> _EXERCICE_:
Filtrez les données ci-dessous en ne gardant que les lignes qui contiennent la chaîne « parked ». Majuscules et minuscules sont distinguées.

> _DONNÉES_:
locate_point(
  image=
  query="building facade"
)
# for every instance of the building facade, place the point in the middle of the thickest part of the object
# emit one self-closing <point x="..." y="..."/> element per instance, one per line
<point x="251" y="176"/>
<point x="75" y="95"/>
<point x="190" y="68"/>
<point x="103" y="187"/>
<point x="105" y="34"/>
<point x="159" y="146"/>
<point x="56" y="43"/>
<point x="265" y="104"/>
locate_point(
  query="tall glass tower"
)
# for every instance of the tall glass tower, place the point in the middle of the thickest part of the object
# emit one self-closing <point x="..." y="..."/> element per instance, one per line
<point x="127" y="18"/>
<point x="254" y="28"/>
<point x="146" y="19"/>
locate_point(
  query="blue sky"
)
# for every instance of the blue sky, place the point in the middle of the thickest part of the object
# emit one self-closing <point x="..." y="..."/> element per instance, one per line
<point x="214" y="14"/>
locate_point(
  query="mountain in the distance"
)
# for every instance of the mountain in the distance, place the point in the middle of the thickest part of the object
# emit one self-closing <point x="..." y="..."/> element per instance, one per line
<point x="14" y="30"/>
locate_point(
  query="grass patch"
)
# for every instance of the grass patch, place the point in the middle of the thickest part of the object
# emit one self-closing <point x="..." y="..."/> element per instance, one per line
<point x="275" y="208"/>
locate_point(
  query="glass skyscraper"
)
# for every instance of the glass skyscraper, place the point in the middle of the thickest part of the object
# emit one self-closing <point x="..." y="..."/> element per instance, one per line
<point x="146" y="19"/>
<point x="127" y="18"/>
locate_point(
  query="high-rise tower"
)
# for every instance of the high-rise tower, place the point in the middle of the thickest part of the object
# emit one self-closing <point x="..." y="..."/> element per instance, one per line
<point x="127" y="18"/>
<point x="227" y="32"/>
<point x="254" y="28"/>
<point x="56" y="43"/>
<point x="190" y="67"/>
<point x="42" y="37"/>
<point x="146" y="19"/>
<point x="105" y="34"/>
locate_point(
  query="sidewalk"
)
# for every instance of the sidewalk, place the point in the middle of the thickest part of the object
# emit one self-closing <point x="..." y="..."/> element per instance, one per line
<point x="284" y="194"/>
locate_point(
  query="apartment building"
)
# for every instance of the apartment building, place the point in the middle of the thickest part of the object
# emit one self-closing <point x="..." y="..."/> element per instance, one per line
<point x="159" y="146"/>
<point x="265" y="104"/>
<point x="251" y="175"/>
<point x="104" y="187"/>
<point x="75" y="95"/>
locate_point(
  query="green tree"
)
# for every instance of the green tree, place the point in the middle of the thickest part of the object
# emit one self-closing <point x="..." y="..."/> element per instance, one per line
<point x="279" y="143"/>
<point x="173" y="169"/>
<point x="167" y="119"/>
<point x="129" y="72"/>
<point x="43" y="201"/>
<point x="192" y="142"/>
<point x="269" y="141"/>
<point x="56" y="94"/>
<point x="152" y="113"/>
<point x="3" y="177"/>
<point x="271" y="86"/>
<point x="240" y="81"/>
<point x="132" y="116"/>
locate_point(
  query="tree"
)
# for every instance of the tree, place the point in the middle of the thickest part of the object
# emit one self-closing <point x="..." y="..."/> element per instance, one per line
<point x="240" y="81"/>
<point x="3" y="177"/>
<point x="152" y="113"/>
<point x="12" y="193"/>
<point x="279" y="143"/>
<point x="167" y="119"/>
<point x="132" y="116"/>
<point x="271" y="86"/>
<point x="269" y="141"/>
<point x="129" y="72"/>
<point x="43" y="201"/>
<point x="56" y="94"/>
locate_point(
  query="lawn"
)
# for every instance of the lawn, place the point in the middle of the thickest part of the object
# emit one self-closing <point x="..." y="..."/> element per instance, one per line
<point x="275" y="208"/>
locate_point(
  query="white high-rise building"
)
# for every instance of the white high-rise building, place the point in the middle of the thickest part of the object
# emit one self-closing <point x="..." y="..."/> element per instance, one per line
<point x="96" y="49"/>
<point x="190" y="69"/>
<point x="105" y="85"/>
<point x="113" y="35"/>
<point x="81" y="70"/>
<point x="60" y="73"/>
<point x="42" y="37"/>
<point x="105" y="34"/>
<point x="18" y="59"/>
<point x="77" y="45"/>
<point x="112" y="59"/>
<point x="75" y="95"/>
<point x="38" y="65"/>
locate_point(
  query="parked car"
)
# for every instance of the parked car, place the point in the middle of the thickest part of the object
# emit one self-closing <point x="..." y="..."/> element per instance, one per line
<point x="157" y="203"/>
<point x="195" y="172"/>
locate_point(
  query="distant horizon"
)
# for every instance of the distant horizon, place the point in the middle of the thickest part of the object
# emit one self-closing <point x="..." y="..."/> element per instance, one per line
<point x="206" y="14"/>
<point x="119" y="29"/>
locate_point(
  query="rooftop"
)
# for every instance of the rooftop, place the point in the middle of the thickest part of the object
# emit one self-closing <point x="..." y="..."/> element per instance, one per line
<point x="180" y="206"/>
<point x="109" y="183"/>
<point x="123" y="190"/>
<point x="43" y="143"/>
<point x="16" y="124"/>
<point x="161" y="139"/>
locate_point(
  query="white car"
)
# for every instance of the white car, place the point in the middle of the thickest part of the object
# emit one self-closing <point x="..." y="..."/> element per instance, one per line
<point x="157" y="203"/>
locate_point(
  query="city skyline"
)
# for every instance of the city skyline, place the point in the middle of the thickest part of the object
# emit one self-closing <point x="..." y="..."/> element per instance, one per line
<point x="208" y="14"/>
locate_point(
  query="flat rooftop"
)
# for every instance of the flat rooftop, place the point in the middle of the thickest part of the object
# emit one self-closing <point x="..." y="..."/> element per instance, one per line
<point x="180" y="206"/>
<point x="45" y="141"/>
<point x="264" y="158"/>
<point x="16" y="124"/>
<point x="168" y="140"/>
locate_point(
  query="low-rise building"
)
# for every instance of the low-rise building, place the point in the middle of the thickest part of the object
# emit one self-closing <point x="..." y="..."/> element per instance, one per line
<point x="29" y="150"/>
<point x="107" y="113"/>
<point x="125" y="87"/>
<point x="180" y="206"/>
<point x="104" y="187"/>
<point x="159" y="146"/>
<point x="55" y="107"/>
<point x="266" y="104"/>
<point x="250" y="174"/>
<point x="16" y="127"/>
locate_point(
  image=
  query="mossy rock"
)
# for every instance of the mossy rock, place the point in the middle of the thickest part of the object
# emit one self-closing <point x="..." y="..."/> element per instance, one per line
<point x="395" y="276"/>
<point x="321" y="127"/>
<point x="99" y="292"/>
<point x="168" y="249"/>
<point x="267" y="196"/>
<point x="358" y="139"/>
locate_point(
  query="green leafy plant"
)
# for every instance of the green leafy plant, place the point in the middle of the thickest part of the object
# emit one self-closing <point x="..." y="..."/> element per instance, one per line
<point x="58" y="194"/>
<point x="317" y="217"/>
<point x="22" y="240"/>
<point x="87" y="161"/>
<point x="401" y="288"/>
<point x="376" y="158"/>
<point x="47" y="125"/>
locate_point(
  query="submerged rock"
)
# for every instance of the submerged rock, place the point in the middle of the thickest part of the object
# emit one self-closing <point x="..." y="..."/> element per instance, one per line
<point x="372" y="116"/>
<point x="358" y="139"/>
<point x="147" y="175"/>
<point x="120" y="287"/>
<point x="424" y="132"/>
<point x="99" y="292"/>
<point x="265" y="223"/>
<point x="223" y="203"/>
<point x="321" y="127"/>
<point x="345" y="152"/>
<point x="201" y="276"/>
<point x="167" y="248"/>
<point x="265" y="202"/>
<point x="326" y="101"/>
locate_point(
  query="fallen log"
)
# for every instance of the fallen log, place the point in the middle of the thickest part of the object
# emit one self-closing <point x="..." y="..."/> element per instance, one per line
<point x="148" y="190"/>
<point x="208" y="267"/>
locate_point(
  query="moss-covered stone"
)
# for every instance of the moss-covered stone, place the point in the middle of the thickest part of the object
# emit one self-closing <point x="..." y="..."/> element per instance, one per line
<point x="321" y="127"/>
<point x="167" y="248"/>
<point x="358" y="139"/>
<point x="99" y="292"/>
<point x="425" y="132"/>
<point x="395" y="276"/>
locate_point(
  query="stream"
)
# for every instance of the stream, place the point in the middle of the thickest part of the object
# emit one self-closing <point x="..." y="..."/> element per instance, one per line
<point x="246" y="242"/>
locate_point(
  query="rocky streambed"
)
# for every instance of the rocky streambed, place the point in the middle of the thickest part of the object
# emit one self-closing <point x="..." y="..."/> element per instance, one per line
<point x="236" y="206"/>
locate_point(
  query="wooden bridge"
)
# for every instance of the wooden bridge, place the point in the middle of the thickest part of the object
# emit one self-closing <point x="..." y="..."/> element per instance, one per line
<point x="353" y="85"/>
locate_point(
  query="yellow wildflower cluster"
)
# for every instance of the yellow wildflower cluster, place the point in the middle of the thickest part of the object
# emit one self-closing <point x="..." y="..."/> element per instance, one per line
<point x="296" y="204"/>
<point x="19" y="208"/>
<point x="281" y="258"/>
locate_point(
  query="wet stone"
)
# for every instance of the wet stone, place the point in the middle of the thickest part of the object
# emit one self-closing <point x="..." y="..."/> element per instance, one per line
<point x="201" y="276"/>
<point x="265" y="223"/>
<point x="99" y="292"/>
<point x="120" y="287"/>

> _CORRIGÉ_:
  query="parked car"
# for every instance of the parked car, place the point in the middle of the thickest part of the object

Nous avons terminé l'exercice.